Фрагмент текста -
++++++++++++++++++++

Про себя скажу, что я рыба: писатель, который разбирает литературу как искусство.
‹…›
Когда влюблены, то часто приходится говорить не прямо о любви. Любовная лирика — вся — если не троп, то инакоговорение[209].
Сюжетная литота разбираемого стихотворения состоит в том, что человек уверяет, что любовь прошла. А она не прошла. Он сам говорит о разных стадиях этой любви; он говорит об ее изменениях и тем дает сюжет анализа чувств. Кроме грамматической формы в этом стихотворении есть своя сюжетная структура со сложными перипетиями. С характеристиками качеств отношений.
Это сжатый, концентрированный роман.
Количество соотнесенных рядов в художественном произведении, в общем, все время увеличивается.
Композиционные соотношения усложняются, значение событийных связей сохраняется, но выявляется менее ярко.
Чем дальше развивается литературная форма, чем более усложняются ассоциативные связи, тем менее исчерпывает — раскрывает форму — содержание произведения однолинейный, хотя бы и блистательный, анализ.
‹…›
Новые жанры
Смена жанров
В театре есть рампа, занавес или их замены.
Есть «театральный язык».
В 1880 году А. Н. Островский писал:
Для народа надо писать не тем языком, которым он говорит, но тем, которым он желает[210].
Язык Пугачева в «Капитанской дочке» Пушкина и в «Пугачеве» Сергея Есенина не просто разговорный язык.
Новая «гармония» — это новое изменение «своего».
Язык Маяковского не просто разговорный язык, а разговорный язык как отрицание языка поэтического.
История романа непрерывна в отрицании. Отрицается «свое другое».
В частности, изменяется понимание психологии действующих лиц.
Психология Робинзона Крузо в романе Дефо явственна, как записи в бухгалтерской книге. Она так и разделена — на приход и расход. На две графы. Добро. Зло. Она проецирует в себе логику конторы. Бодрость и отчаяние объясняются и обосновываются; доказанное считается тем самым и существующим.
Конвенции исследования психологии действующих лиц романов Тургенева, Толстого и Достоевского различны. Они могут быть сопоставлены, но не сводятся одна к другой.
Психология героев Тургенева должна объяснять поступки героев, она их обосновывает. Обоснование поступков героев Толстого не целиком лежит в их психологии. Психологически поступки потом оговариваются героями, а причины поступков лежат в массовой психологии, или в том, что Толстой в юношеской своей вещи «История вчерашнего дня» называл «додушевными движениями».
В той вещи молодой писатель подчеркивал нелогичность обыденного поведения, противоречие психологии и поступков.
Приведу отрывок из этой малоизвестной прозы:
— Останься ужинать, — сказал муж. — Так как я был занят рассуждением о формулах 3-го лица, я не заметил, как тело мое, извинившись очень прилично, что не может оставаться, положило опять шляпу и село преспокойно на кресло. Видно было, что умственная сторона моя не участвовала в этой нелепости[211].
Этикет нарушен.
Проблема сложности внутренней речи героя разрешалась Толстым неоднократно. Осознанная им психология героев привела к раскрытию противоречия между анализом причин действий, как своих, так и чужих, и истинных основ действий, иногда лежащих вне сознания действующего лица. Это не введение смутности в ясное. Толстой открыл, что нельзя искать стимулов поступков только в том, что люди о себе думают. Психологизация как объяснение поступков героев у Толстого — обман.

++++++++++++++++++++

(Строки датасета о расположении объектов)
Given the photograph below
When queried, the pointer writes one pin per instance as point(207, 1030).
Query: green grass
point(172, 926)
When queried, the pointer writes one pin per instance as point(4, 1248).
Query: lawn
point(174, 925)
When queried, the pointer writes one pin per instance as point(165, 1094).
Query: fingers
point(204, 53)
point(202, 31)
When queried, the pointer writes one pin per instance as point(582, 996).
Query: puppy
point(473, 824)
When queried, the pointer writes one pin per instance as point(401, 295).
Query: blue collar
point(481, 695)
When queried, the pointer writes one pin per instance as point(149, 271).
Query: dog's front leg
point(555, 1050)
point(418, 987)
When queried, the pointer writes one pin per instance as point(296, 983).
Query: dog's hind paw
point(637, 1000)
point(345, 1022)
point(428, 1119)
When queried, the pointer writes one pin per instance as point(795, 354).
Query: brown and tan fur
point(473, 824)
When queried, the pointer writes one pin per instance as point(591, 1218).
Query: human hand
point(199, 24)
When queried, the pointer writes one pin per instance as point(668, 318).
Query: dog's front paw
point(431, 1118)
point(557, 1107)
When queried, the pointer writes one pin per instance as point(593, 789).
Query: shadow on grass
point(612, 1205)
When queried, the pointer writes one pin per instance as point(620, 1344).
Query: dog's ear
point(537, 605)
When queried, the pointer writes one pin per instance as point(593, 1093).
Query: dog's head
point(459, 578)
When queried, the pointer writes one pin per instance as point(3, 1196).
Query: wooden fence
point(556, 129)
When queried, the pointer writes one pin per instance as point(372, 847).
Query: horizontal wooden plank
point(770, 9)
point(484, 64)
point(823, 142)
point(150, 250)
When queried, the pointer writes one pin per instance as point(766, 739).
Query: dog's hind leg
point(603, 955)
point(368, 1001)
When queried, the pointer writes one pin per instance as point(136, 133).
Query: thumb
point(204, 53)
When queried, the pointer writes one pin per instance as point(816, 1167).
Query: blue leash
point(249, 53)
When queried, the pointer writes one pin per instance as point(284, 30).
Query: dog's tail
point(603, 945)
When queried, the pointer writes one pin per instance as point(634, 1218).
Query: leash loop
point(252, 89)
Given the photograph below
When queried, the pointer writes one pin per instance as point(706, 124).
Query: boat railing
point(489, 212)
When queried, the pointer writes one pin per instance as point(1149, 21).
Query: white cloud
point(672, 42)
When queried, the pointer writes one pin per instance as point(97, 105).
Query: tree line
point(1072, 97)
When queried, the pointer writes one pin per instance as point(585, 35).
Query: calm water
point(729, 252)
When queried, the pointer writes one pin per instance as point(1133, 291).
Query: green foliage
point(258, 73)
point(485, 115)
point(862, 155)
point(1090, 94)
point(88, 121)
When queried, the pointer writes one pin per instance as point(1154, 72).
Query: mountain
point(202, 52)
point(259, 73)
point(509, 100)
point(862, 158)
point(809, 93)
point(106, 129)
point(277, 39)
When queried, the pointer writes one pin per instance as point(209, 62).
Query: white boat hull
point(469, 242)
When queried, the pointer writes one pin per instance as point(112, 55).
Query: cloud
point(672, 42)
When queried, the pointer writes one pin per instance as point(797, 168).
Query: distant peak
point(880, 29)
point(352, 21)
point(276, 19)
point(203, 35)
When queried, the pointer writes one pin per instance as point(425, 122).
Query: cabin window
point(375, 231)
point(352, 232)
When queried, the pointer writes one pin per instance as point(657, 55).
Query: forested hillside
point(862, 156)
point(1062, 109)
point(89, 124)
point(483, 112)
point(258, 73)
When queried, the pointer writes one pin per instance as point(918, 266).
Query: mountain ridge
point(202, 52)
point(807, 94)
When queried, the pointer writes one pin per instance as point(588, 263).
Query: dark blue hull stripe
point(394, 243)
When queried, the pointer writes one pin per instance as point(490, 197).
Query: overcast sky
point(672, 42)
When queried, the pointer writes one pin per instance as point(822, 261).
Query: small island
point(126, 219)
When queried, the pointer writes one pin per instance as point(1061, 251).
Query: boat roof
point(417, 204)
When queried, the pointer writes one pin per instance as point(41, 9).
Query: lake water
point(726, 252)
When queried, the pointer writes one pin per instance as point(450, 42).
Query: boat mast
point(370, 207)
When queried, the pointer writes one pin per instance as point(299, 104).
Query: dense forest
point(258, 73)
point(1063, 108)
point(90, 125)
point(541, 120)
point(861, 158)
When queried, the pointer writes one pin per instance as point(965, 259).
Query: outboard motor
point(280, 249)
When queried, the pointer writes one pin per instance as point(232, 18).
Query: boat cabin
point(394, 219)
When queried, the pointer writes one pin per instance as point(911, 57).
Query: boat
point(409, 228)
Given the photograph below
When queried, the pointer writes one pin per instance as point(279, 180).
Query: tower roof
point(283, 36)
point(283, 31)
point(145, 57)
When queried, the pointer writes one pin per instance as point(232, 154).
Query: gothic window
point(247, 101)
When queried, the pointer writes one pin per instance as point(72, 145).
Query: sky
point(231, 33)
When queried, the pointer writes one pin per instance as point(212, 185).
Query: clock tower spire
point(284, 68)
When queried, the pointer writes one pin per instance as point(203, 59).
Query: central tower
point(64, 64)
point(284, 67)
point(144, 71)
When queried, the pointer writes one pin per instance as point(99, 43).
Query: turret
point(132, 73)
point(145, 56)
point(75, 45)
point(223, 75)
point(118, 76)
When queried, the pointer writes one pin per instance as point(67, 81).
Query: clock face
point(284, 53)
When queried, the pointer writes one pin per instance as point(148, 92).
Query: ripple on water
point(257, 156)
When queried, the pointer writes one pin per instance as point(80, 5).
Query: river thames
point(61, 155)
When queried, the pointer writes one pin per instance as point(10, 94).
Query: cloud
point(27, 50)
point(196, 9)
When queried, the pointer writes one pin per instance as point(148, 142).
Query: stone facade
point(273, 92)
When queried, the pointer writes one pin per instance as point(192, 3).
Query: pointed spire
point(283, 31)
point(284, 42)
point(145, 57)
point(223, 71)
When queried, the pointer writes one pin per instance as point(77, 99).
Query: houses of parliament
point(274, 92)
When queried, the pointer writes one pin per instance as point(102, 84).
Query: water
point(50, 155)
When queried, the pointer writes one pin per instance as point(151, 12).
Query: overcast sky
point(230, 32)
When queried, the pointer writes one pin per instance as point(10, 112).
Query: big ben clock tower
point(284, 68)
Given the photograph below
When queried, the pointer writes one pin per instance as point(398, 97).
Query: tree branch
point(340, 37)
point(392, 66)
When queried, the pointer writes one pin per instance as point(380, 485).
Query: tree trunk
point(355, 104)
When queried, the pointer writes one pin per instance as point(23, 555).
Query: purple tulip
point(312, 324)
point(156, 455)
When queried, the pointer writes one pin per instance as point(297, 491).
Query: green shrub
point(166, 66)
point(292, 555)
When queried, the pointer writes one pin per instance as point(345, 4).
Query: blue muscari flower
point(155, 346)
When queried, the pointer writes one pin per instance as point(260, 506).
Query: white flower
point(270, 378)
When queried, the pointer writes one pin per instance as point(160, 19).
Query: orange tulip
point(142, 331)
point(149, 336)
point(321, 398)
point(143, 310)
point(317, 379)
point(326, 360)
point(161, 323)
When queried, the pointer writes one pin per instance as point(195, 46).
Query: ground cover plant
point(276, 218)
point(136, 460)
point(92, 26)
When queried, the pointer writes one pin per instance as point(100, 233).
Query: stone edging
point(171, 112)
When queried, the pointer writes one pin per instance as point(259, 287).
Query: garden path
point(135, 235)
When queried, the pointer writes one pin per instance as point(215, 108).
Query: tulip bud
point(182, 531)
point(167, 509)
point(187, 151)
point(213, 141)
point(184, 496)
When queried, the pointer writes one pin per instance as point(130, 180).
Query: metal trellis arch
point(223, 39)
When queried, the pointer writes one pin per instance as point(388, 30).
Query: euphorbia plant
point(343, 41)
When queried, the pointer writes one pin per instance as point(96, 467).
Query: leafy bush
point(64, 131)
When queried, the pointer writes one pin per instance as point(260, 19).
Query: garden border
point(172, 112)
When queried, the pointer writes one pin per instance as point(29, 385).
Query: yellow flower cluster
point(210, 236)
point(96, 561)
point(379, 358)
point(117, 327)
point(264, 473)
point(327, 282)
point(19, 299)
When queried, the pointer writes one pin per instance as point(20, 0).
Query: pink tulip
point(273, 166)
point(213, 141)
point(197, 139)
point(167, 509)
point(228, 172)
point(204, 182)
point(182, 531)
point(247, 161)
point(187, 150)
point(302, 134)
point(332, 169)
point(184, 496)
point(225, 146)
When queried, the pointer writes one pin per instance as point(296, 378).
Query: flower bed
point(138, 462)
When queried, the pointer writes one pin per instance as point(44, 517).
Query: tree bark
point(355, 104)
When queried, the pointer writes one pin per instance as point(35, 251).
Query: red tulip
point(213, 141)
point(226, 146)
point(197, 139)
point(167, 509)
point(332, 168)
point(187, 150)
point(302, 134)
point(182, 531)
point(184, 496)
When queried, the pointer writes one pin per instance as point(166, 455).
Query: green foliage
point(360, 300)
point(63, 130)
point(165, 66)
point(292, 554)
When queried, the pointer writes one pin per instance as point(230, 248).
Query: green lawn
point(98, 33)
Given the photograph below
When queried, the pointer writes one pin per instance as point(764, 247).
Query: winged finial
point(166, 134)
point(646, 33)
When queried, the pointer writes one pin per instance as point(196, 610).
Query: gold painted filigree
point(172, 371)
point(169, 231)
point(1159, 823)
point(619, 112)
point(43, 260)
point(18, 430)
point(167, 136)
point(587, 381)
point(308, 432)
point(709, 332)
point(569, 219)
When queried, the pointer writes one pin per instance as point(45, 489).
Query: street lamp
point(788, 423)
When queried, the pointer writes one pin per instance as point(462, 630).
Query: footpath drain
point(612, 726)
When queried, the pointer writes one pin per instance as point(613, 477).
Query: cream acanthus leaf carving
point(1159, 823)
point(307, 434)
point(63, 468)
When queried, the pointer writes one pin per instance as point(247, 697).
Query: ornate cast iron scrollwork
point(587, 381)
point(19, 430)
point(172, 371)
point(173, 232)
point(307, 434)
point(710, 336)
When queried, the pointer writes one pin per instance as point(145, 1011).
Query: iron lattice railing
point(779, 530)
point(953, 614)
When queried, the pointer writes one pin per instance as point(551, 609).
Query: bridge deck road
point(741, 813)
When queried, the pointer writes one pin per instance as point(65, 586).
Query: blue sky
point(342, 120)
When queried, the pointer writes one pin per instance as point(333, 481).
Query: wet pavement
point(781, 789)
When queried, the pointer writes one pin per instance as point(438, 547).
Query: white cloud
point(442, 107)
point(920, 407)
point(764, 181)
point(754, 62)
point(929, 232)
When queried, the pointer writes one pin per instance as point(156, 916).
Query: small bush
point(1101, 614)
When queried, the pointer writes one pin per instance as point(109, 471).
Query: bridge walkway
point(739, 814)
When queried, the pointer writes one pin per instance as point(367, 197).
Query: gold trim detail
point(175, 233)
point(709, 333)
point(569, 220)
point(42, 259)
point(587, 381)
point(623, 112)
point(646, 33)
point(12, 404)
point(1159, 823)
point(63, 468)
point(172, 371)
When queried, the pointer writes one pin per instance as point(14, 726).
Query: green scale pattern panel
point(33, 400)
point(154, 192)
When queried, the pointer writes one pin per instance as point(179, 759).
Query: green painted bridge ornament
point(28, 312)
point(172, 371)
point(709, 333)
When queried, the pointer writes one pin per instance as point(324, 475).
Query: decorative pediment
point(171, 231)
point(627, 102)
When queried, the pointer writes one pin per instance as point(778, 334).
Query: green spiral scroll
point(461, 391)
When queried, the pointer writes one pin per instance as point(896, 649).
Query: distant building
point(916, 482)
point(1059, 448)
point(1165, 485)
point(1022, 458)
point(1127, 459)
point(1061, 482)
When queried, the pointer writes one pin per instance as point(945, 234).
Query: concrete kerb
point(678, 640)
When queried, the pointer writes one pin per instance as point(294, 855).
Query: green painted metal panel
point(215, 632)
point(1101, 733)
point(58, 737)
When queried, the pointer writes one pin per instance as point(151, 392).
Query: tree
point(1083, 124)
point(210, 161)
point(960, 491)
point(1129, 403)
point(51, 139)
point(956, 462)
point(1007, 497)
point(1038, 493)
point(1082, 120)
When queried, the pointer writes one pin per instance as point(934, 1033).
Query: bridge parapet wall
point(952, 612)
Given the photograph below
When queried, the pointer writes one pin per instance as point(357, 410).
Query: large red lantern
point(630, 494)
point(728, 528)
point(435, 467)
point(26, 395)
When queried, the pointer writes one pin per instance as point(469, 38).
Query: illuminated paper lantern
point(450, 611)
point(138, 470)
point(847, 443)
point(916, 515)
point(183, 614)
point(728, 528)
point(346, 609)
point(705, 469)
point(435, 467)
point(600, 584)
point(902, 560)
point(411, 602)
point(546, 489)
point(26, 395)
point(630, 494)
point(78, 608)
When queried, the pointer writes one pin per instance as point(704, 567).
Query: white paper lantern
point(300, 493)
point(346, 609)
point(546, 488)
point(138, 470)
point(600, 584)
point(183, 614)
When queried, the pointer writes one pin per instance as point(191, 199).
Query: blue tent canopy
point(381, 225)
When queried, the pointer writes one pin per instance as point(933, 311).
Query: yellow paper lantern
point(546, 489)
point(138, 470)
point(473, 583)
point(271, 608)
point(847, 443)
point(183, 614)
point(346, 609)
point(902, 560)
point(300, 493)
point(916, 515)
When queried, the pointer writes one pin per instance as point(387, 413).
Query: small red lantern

++++++++++++++++++++

Задания -
A: Воспроизведите дословно отрывок фрагмента текста: участок от слов «Про себя скажу, что» до слов «троп, то инакоговорение[209].» включительно.
B: Перепишите только участок строк датасета от самого начала до строки с «point(612, 1205)» включительно, сохранив запросы. Каждую координату точек в ответах умножьте на 0,85 и округлите до целого, половины округляйте вверх.

Ответы -
A:
Про себя скажу, что я рыба: писатель, который разбирает литературу как искусство.
‹…›
Когда влюблены, то часто приходится говорить не прямо о любви. Любовная лирика — вся — если не троп, то инакоговорение[209].

B:
Given the photograph below
When queried, the pointer writes one pin per instance as point(207, 1030).
Query: green grass
point(146, 787)
When queried, the pointer writes one pin per instance as point(4, 1248).
Query: lawn
point(148, 786)
When queried, the pointer writes one pin per instance as point(165, 1094).
Query: fingers
point(173, 45)
point(172, 26)
When queried, the pointer writes one pin per instance as point(582, 996).
Query: puppy
point(402, 700)
When queried, the pointer writes one pin per instance as point(401, 295).
Query: blue collar
point(409, 591)
When queried, the pointer writes one pin per instance as point(149, 271).
Query: dog's front leg
point(472, 893)
point(355, 839)
When queried, the pointer writes one pin per instance as point(296, 983).
Query: dog's hind paw
point(541, 850)
point(293, 869)
point(364, 951)
When queried, the pointer writes one pin per instance as point(795, 354).
Query: brown and tan fur
point(402, 700)
When queried, the pointer writes one pin per instance as point(591, 1218).
Query: human hand
point(169, 20)
When queried, the pointer writes one pin per instance as point(668, 318).
Query: dog's front paw
point(366, 950)
point(473, 941)
When queried, the pointer writes one pin per instance as point(593, 789).
Query: shadow on grass
point(520, 1024)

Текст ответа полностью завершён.